### ASSIGNED TASK
Exactly reproduce the lines from the line that has "In the photo above, where can the white dryer" down to the last line of the entries, inclusive.

Source data:

#####

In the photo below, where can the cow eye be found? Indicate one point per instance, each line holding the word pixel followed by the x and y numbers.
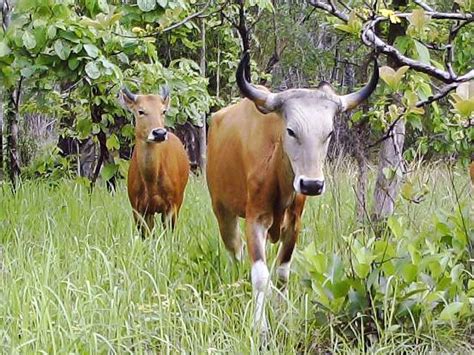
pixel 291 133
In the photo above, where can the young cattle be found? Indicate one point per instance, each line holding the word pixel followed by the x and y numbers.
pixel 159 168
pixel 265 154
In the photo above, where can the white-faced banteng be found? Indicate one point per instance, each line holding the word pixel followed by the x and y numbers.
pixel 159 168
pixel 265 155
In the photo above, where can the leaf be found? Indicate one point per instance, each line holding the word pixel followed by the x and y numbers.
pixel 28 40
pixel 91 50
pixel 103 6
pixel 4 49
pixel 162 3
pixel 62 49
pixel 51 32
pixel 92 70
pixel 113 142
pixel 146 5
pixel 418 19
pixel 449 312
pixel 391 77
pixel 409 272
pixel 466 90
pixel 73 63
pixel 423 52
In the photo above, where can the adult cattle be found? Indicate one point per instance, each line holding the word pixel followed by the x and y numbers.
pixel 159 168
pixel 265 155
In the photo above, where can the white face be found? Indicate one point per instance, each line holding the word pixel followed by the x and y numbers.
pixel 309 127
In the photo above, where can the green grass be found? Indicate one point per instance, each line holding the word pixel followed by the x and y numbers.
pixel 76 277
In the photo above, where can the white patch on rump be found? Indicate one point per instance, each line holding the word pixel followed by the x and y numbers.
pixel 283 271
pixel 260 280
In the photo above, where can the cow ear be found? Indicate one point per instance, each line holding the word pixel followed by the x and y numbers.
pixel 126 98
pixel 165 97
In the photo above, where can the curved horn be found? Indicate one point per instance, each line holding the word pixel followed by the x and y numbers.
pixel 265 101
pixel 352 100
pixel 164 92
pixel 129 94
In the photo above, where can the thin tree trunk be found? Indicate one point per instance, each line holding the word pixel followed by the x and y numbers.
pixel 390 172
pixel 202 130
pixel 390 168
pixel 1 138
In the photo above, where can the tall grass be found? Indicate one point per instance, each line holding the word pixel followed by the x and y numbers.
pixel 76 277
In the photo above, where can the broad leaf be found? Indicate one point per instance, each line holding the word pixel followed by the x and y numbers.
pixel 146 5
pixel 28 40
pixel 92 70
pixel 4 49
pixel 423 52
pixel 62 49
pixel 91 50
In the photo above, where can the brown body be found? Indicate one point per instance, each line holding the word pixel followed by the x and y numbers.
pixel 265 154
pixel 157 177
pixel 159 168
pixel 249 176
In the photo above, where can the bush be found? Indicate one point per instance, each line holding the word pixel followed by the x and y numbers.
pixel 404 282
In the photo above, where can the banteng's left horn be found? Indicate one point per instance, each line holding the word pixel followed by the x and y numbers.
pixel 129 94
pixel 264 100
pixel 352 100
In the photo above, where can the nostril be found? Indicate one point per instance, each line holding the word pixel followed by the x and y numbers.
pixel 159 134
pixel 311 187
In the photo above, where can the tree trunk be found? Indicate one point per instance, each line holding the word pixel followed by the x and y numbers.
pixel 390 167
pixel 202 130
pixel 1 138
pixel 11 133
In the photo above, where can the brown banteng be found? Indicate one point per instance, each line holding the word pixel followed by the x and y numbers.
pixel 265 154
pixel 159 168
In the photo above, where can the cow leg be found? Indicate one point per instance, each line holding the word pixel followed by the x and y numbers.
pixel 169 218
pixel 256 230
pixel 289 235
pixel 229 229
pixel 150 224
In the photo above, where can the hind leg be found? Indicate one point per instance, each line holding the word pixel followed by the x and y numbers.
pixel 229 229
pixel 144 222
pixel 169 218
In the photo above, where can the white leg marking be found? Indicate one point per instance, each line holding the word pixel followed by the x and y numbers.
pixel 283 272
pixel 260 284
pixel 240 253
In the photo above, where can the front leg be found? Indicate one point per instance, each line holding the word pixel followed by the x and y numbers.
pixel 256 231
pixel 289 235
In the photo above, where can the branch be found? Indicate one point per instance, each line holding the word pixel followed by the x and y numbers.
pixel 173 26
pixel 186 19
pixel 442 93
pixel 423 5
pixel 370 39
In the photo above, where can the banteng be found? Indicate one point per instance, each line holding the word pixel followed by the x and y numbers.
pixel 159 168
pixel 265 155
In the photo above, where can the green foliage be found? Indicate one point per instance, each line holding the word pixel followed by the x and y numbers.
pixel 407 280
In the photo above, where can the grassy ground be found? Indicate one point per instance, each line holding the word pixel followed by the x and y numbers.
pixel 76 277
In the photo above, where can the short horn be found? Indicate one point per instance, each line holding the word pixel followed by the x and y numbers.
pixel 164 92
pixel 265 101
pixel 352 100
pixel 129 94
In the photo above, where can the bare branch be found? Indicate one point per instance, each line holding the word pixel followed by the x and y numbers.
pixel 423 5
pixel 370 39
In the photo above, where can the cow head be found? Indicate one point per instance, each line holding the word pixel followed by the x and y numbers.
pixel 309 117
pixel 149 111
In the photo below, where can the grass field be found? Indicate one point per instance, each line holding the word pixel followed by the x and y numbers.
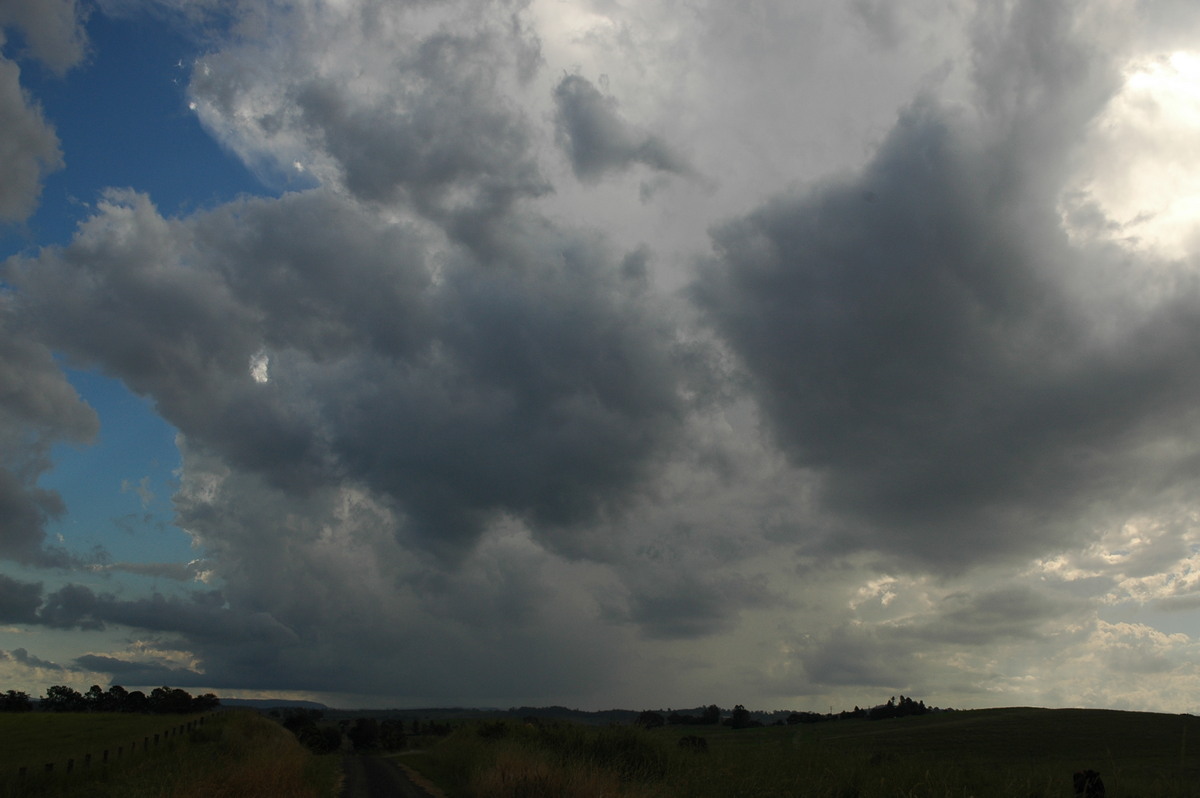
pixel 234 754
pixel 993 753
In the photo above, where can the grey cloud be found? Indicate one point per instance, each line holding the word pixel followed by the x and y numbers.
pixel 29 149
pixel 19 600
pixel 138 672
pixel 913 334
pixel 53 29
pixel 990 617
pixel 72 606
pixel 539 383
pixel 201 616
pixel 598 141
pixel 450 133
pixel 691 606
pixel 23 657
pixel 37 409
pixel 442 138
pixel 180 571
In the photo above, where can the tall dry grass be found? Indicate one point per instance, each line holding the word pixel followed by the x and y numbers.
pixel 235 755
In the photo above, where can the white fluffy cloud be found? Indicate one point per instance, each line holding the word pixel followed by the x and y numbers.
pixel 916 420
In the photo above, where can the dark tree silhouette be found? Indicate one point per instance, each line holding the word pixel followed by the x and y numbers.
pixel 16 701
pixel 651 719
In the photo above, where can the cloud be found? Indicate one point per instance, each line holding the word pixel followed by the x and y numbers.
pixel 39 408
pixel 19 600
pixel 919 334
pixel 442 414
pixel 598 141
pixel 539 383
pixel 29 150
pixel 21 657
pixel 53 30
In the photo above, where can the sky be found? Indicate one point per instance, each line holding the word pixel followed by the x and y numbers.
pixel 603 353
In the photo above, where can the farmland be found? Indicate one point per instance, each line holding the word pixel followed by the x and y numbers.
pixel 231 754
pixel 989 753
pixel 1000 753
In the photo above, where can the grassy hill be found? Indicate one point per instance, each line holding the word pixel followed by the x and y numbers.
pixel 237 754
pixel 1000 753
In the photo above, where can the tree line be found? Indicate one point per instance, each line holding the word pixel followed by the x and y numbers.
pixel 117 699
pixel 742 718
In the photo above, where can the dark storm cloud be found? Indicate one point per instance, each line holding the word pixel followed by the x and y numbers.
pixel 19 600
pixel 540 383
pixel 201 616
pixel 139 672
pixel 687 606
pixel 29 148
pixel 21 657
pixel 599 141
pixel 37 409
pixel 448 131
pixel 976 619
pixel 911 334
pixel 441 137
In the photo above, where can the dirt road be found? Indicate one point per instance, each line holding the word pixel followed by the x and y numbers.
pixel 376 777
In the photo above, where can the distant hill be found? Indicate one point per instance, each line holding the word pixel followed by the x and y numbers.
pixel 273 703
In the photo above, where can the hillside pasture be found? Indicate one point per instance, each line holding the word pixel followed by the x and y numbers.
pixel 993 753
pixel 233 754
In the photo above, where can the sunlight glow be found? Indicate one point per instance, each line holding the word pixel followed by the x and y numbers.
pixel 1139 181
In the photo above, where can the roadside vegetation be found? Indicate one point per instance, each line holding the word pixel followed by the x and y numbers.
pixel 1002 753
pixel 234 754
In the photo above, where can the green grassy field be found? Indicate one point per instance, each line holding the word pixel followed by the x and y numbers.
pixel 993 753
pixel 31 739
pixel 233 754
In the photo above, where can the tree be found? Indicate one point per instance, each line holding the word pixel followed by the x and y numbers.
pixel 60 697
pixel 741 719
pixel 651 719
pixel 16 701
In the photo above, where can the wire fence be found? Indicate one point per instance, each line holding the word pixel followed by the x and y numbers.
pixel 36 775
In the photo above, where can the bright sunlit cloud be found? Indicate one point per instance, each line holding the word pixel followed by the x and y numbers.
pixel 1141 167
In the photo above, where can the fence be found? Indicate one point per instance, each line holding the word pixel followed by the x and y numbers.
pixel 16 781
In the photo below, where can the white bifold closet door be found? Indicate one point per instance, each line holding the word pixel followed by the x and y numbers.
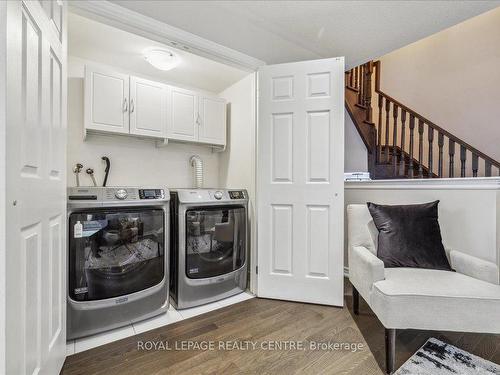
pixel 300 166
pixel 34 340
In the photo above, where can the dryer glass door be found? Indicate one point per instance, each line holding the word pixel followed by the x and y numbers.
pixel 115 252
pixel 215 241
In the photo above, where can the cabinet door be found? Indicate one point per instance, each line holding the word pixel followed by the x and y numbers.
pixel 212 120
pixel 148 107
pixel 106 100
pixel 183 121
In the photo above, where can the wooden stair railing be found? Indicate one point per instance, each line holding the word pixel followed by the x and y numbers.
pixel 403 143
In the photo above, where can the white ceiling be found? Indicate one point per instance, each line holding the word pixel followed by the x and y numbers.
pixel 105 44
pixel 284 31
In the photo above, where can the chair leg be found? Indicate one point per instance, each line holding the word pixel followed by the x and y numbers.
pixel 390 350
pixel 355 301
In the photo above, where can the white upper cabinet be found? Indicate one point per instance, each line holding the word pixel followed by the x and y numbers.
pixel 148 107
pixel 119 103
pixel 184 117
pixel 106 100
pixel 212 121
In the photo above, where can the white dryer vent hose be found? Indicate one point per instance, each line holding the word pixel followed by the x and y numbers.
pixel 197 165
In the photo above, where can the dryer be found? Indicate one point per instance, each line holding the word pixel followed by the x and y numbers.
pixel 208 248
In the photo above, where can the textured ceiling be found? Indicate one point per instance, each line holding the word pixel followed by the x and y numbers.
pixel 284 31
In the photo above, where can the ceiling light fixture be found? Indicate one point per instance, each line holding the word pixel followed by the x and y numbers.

#####

### WRITTEN SOLUTION
In the photo above, where can the white dryer vent hose be found? Indicate one point per instance, each line holding the word pixel followed by the x and y numbers.
pixel 197 165
In the photo above, where can the dryer be found? Indicate one point per instance, each line holding the word pixel followed by the x and y numbers.
pixel 208 248
In the photo above, where can the textured ceiling be found? Indicate one point per instance, each line holding the word pixel followed by the x and y numbers.
pixel 284 31
In the photo above, where can the ceiling light fixture be found? Indicate one point per instance, each line holding the word pixel followed by the x and y numbers.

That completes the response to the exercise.